-- Data shown start --

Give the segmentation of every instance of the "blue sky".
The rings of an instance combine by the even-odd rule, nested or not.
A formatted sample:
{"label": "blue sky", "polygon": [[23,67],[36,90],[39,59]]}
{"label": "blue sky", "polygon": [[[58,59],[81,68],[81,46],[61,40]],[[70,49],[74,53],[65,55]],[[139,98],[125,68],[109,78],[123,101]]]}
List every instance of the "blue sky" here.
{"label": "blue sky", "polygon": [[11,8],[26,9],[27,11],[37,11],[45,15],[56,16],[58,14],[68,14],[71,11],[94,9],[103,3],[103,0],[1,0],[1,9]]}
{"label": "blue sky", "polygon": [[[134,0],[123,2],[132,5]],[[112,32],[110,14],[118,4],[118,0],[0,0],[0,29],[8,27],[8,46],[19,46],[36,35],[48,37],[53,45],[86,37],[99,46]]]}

-- Data shown end --

§ Goal
Copy the listing above word for word, keeping every line as it is.

§ Reply to the exercise
Give the segmentation of every instance of the "blue sky".
The rings of an instance combine by the even-odd rule, nested or not.
A formatted sample:
{"label": "blue sky", "polygon": [[23,67],[36,90],[39,59]]}
{"label": "blue sky", "polygon": [[[58,59],[81,68],[81,46],[61,40]],[[70,49],[74,53],[65,55]],[[139,98],[125,68],[109,78],[123,101]]]}
List every instance of the "blue sky" here.
{"label": "blue sky", "polygon": [[11,8],[26,9],[27,11],[37,11],[45,15],[56,16],[58,14],[68,14],[71,11],[94,9],[103,3],[103,0],[1,0],[1,9]]}
{"label": "blue sky", "polygon": [[[134,0],[123,2],[132,5]],[[112,32],[110,14],[118,4],[118,0],[0,0],[0,29],[8,27],[8,46],[19,46],[36,35],[48,37],[53,45],[86,37],[99,46]]]}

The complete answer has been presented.